**WRITTEN INSTRUCTION 1**
Retype the stretch of the Brady Corbet biography from "Following his big-screen" through "screen with Hudgens.".

▬▬▬▬▬▬▬▬▬▬

Brady James Monson Corbet (; born August 17, 1988) is an American actor and filmmaker. Corbet is known for playing Mason Freeland in the film Thirteen, Brian Lackey in the film Mysterious Skin, Alan Tracy in the 2004 film Thunderbirds, and Peter in the 2007 film Funny Games.  He has made guest appearances on many television shows. He made his feature film directorial debut with The Childhood of a Leader and won Best Debut film and Best Director award at 72nd Venice International Film Festival.

Corbet played Derek Huxley, the son of Jack Bauer's (Kiefer Sutherland) new girlfriend, in the first six episodes of the fifth season of the television series 24.

Career

2000–2005
Corbet began an acting career at age eleven with a guest role in an April 2000 episode of CBS' The King of Queens, and he followed it up with voice work in the English version of the Japanese anime series NieA under 7. Over the next few years, he was a regular on another anime series, I My Me! Strawberry Eggs (2001), and he guest-starred in a May 2002 episode of the WB sitcom Greetings from Tucson. He also appeared in a May 2003 episode of Fox’s sitcom Oliver Beene.

In 2003, Corbet landed his first film role when he was cast opposite Holly Hunter, Evan Rachel Wood, Nikki Reed, Vanessa Hudgens and Jeremy Sisto in director Catherine Hardwicke's Thirteen.

Following his big-screen debut, Corbet starred as Alan Tracy, the youngest son of a billionaire ex-astronaut (played by Bill Paxton) in Thunderbirds (2004), Jonathan Frakes' live-action movie based on the British TV series of the mid-1960s. Corbet once again shared the screen with Hudgens.

In 2004, California filmmaker Gregg Araki cast him opposite Joseph Gordon-Levitt in the director's eighth film, Mysterious Skin. In the film, based on the 1996 novel of the same name by Scott Heim, Corbet portrayed Brian Lackey, a troubled teen who is plagued by nightmares and believes that he may have been abducted by aliens. The film debuted in that year's Venice Film Festival and had a limited release in 2005.

▬▬▬▬▬▬▬▬▬▬

**WRITTEN INSTRUCTION 2**
Lay out the records as a numbered list, from the line that contains "For every instance of the glass" through the end of the records, and leave out any blank lines.

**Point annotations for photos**

▬▬▬▬▬▬▬▬▬▬

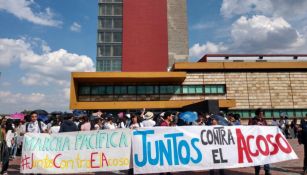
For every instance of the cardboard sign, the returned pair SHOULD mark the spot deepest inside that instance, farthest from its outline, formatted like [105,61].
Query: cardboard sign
[193,148]
[76,152]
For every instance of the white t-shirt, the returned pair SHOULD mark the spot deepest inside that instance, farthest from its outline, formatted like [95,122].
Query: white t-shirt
[34,128]
[109,126]
[148,123]
[54,129]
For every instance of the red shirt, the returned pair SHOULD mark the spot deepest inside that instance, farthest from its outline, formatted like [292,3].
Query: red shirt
[164,123]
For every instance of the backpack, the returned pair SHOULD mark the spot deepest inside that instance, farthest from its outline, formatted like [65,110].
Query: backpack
[39,126]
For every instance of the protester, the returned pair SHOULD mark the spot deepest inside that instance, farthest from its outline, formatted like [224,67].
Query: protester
[148,120]
[135,122]
[68,125]
[98,123]
[294,127]
[302,139]
[109,123]
[274,122]
[86,125]
[55,127]
[4,149]
[167,119]
[35,126]
[125,121]
[259,120]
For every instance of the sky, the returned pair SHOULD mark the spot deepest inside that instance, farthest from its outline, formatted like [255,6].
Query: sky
[41,42]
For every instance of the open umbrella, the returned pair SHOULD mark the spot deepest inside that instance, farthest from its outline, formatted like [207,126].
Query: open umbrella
[19,116]
[41,112]
[221,120]
[188,117]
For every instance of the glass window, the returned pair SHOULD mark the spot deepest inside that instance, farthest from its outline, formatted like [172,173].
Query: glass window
[106,50]
[298,113]
[84,90]
[177,89]
[118,23]
[149,89]
[185,89]
[199,89]
[290,113]
[109,90]
[117,37]
[220,89]
[207,89]
[276,113]
[108,9]
[192,90]
[98,90]
[117,50]
[141,90]
[116,65]
[163,89]
[118,9]
[106,37]
[245,114]
[156,89]
[214,89]
[268,114]
[170,89]
[131,89]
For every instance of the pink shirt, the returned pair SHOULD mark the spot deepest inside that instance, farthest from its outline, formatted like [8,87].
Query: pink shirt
[86,126]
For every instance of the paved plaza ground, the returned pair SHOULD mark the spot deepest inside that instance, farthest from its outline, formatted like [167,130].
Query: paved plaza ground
[293,167]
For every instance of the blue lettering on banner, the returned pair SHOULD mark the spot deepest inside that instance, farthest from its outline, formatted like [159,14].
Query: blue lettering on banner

▬▬▬▬▬▬▬▬▬▬

**TASK OUTPUT 1**
Following his big-screen debut, Corbet starred as Alan Tracy, the youngest son of a billionaire ex-astronaut (played by Bill Paxton) in Thunderbirds (2004), Jonathan Frakes' live-action movie based on the British TV series of the mid-1960s. Corbet once again shared the screen with Hudgens.

**TASK OUTPUT 2**
1. For every instance of the glass window, the returned pair SHOULD mark the spot deepest inside that instance, farthest from its outline, formatted like [172,173].
2. Query: glass window
3. [106,50]
4. [298,113]
5. [84,90]
6. [177,89]
7. [118,23]
8. [149,89]
9. [185,89]
10. [199,89]
11. [290,113]
12. [109,90]
13. [117,37]
14. [220,89]
15. [207,89]
16. [276,113]
17. [108,9]
18. [192,90]
19. [98,90]
20. [117,50]
21. [141,90]
22. [116,65]
23. [163,89]
24. [118,9]
25. [106,37]
26. [245,114]
27. [156,89]
28. [214,89]
29. [268,114]
30. [170,89]
31. [131,89]
32. For every instance of the pink shirt, the returned pair SHOULD mark the spot deepest inside that instance, farthest from its outline, formatted like [8,87].
33. Query: pink shirt
34. [86,126]
35. For every instance of the paved plaza ground, the returned pair SHOULD mark the spot deepest inside that instance, farthest from its outline, formatted like [167,130].
36. Query: paved plaza ground
37. [293,167]
38. For every instance of the blue lettering on banner, the returned pair SHOULD mark the spot deepest inside that instance, farthest from its outline, formatted like [159,14].
39. Query: blue lettering on banner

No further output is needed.